### Required work
Look through the material below, count the lines containing the word "positive", and state only the count.

### Data records
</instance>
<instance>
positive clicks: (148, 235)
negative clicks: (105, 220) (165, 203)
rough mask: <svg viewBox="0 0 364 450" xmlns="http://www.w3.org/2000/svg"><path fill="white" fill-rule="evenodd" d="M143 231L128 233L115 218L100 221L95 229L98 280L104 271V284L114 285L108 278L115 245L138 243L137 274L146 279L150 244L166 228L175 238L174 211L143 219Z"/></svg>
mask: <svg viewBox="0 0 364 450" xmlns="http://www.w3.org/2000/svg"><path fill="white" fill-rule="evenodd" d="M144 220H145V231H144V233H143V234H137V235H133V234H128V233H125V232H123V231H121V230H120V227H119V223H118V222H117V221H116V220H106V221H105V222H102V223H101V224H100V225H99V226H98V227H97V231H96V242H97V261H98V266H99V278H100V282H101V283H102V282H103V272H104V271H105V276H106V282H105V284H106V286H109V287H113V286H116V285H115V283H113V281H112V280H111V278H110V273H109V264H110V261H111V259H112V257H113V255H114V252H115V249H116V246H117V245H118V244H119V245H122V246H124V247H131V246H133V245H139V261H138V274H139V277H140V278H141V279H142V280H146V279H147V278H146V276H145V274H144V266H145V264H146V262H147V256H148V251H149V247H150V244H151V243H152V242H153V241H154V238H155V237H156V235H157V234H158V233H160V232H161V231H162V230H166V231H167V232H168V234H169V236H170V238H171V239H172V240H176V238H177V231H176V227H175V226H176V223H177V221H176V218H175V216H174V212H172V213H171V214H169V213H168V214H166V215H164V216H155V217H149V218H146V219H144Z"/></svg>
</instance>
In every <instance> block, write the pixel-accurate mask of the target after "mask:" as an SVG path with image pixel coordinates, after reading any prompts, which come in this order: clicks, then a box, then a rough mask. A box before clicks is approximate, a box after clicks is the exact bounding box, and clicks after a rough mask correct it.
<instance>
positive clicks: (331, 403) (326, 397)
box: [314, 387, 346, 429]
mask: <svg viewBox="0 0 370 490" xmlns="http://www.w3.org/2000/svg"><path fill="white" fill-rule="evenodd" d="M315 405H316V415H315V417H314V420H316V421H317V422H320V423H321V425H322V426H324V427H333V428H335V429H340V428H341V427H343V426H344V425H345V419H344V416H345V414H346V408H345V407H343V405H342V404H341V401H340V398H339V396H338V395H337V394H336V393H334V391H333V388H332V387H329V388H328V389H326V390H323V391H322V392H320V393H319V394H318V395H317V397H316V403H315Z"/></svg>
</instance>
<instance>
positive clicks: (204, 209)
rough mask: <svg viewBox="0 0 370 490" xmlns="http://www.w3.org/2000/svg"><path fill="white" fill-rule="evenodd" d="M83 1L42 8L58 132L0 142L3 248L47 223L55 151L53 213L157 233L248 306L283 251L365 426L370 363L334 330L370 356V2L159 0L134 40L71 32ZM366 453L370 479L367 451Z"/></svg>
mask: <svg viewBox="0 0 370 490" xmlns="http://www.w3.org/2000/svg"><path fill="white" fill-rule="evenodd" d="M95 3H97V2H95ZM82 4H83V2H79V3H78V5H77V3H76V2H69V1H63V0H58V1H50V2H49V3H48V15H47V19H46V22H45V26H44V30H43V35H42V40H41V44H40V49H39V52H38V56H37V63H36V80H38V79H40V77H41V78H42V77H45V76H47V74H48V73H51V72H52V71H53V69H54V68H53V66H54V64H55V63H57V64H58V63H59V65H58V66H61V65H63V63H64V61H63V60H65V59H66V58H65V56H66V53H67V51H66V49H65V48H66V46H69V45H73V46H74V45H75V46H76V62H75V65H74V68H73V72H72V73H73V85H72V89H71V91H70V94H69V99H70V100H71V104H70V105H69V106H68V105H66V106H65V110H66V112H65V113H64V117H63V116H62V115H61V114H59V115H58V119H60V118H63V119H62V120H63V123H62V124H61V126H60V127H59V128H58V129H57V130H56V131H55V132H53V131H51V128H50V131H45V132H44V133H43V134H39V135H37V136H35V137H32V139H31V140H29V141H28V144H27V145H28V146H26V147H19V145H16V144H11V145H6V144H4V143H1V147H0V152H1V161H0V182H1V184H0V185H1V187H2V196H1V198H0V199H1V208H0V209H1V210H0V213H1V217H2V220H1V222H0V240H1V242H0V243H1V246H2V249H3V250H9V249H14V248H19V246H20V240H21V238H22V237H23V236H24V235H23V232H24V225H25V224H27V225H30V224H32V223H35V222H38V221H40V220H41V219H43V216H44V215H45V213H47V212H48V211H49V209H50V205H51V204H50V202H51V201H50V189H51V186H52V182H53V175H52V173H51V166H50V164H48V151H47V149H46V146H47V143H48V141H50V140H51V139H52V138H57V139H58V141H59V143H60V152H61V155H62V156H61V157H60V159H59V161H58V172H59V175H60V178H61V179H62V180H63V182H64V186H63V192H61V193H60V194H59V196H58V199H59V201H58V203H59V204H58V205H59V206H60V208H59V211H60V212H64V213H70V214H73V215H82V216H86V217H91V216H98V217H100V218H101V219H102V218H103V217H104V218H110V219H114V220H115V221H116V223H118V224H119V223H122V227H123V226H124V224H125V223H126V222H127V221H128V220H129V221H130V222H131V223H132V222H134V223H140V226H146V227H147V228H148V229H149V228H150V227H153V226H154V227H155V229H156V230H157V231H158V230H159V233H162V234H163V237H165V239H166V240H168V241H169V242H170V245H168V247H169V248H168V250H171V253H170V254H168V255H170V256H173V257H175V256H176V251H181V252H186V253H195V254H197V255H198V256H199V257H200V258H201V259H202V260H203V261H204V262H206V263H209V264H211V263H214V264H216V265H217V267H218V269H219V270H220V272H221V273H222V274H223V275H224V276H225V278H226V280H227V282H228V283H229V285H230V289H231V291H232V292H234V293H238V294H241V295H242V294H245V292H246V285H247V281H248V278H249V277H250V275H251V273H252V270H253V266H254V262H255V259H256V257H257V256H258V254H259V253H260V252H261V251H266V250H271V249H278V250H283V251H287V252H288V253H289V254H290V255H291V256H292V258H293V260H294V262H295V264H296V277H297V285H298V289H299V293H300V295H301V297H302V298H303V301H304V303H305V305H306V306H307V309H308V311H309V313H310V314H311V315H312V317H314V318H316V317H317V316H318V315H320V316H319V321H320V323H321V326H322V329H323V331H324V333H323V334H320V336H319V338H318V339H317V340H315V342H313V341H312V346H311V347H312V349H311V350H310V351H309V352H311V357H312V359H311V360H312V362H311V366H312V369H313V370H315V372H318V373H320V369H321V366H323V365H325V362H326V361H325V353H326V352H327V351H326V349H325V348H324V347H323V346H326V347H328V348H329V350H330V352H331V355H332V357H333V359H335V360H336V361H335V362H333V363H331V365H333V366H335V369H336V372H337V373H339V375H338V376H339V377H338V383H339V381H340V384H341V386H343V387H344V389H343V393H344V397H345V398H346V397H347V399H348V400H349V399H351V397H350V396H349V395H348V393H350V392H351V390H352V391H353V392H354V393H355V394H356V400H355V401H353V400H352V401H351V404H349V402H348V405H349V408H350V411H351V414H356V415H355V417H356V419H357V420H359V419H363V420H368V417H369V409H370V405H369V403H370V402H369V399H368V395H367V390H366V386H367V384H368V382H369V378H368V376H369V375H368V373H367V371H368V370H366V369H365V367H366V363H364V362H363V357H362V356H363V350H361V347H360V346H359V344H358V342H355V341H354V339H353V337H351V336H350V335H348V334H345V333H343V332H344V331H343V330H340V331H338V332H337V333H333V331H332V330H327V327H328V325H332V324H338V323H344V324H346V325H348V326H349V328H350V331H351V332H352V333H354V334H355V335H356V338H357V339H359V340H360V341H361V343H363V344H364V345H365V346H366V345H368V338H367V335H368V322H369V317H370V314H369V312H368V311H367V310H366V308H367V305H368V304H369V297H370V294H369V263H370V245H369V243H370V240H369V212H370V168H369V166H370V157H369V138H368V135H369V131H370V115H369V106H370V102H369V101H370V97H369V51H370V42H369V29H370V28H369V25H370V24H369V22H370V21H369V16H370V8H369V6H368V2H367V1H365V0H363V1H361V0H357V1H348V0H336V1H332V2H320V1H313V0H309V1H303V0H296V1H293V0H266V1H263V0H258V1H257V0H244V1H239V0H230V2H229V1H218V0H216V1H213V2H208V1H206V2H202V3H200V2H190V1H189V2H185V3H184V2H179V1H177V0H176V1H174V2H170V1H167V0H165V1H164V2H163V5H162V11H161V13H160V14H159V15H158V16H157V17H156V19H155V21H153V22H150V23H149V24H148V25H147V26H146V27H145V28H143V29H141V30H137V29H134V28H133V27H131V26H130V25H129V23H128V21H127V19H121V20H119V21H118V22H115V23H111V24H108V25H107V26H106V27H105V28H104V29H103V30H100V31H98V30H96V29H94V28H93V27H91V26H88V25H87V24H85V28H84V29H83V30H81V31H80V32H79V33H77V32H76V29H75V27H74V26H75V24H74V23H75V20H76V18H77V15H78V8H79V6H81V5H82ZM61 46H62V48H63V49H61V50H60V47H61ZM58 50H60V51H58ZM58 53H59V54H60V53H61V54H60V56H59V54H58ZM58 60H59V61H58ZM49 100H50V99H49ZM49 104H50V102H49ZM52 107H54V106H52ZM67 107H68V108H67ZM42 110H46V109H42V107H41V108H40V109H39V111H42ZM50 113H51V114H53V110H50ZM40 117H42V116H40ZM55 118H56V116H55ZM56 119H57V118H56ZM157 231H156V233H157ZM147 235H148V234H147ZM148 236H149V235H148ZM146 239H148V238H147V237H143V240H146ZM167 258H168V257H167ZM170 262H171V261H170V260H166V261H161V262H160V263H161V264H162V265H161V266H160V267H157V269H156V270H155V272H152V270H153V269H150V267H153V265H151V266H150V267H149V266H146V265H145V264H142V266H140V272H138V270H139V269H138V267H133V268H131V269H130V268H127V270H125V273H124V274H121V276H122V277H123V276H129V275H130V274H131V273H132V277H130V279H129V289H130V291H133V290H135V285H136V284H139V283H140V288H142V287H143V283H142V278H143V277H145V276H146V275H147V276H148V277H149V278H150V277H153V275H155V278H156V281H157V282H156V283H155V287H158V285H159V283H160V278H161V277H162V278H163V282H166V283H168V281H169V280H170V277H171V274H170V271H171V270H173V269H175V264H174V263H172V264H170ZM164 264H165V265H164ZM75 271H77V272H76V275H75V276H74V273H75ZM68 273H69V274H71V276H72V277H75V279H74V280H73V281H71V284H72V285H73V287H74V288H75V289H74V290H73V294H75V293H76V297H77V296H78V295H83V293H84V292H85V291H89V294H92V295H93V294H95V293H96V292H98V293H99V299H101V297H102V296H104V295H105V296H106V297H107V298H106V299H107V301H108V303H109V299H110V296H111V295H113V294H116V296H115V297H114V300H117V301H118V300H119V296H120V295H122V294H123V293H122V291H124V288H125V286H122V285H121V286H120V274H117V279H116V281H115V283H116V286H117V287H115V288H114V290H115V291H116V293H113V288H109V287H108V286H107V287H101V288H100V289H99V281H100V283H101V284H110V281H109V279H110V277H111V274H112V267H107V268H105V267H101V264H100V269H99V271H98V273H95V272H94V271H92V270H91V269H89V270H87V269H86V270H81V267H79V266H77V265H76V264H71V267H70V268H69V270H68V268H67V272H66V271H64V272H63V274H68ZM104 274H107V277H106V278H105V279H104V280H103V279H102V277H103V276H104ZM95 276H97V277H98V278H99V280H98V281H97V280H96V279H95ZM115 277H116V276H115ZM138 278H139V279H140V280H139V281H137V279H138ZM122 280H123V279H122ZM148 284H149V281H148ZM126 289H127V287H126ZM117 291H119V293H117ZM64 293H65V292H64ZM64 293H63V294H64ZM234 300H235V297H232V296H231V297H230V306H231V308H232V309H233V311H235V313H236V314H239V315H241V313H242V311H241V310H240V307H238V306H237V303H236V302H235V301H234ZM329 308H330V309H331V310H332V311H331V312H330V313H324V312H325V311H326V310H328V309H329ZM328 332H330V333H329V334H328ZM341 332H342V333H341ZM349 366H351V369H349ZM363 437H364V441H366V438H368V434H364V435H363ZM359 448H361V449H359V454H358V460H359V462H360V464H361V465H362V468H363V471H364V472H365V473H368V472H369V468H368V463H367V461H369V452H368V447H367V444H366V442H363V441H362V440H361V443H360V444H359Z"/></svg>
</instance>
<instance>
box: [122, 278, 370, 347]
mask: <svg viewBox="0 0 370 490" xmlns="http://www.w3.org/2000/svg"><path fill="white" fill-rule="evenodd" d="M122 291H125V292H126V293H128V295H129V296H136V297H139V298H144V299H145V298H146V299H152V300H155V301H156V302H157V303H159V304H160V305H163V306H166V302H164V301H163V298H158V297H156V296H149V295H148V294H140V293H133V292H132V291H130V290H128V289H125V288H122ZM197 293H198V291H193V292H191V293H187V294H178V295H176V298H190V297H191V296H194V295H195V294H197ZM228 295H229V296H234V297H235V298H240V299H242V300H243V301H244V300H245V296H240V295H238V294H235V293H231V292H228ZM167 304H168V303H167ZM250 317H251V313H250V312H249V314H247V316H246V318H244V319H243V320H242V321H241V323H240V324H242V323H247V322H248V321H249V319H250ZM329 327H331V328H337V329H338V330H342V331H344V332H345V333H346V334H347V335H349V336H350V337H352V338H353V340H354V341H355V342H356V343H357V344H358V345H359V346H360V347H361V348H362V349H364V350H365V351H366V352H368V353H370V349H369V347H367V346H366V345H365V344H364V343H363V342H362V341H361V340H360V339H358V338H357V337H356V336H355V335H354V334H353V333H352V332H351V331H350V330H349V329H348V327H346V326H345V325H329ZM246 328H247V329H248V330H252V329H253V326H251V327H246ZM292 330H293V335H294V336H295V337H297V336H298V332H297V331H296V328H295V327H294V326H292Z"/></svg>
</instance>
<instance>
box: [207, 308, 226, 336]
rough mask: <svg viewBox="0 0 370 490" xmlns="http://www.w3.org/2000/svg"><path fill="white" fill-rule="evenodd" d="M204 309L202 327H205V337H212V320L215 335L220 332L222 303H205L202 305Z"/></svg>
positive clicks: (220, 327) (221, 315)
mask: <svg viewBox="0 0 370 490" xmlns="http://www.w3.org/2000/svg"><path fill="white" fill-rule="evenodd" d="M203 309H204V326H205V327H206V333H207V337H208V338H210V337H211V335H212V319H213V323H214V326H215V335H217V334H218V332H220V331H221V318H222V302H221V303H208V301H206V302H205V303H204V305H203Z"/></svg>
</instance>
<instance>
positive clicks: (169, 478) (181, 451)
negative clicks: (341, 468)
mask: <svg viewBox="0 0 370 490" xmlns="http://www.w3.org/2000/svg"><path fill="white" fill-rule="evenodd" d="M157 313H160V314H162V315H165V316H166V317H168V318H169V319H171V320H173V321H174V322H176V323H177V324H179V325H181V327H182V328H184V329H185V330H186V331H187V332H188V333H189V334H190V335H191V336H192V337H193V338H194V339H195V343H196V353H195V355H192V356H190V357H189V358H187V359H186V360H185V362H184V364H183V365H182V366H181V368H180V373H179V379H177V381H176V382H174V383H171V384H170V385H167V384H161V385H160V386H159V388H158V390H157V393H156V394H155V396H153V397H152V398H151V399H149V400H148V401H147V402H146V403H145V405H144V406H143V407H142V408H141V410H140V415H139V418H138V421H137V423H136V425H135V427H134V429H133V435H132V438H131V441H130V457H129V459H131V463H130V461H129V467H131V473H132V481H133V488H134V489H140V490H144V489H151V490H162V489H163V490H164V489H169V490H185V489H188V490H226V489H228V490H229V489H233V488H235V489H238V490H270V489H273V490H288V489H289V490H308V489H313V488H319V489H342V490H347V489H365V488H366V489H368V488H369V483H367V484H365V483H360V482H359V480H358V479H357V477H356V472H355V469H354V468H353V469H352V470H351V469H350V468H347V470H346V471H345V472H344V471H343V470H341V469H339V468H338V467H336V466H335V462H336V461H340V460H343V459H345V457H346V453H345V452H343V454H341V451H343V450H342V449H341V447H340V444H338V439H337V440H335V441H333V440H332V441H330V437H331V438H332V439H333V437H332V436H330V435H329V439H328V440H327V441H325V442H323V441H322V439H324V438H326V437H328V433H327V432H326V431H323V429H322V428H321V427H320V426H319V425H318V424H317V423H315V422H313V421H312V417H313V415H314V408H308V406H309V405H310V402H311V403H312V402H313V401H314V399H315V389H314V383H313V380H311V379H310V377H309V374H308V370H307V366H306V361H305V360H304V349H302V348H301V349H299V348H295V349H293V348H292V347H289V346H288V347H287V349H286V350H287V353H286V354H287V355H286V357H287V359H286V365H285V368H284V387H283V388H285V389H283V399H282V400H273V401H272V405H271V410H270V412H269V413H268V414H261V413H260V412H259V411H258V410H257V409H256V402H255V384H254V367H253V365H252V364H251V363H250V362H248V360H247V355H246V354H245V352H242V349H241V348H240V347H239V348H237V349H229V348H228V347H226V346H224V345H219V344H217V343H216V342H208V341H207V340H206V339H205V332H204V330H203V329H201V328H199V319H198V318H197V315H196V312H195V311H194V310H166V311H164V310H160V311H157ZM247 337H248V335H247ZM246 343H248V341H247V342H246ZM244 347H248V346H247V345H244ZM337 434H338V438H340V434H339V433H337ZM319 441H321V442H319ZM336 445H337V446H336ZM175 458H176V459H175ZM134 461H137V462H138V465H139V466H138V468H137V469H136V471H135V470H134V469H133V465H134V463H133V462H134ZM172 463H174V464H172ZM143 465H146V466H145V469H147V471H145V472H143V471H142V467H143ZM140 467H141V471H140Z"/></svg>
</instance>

### Task result
5